### SELECTED EXTRACT:
Should Christians Obey Church Closure Orders From The State?


In most Western countries, including the UK, all extra-household gatherings have been banned by the state. This obviously has included church gatherings. Is this legitimate? And is there a measurable point where such a ban is illegitimate?

This question is deeply fraught, because it involves a badly understood area of Christian doctrine – how the church and the state should interrelate. Indeed, aside from the doctrines of grace, this is perhaps the worst-understood major concept in the British church today.

However, let me, for the sake of this article, assert (without attempting to prove it here) a general model, before applying it to the specific situation.

The church and state are both instituted by God for His purposes – to glorify Him, to obey Him, to enforce His laws. They are separate institutions, and neither rules the other. The state – or, to use the traditional terms, the prince and the lesser magistrates – should make civil laws in accordance with the “general equity” of God’s moral law revealed in the Bible. The church should be ordered according to Scripture, and is in that context entirely independent of the state. The state, however, whilst not ruling the church, has a duty to protect and preserve true religion.

### EXERCISE:
From the article on church closure orders, pull out the passage starting with "Should Christians Obey" and going on through "ban is illegitimate?", copied word for word.

### RECORDED DATA:

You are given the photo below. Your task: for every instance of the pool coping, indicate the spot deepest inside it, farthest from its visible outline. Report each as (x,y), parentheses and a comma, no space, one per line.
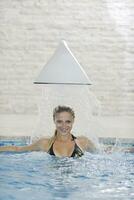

### EXPECTED ANSWER:
Should Christians Obey Church Closure Orders From The State?


In most Western countries, including the UK, all extra-household gatherings have been banned by the state. This obviously has included church gatherings. Is this legitimate? And is there a measurable point where such a ban is illegitimate?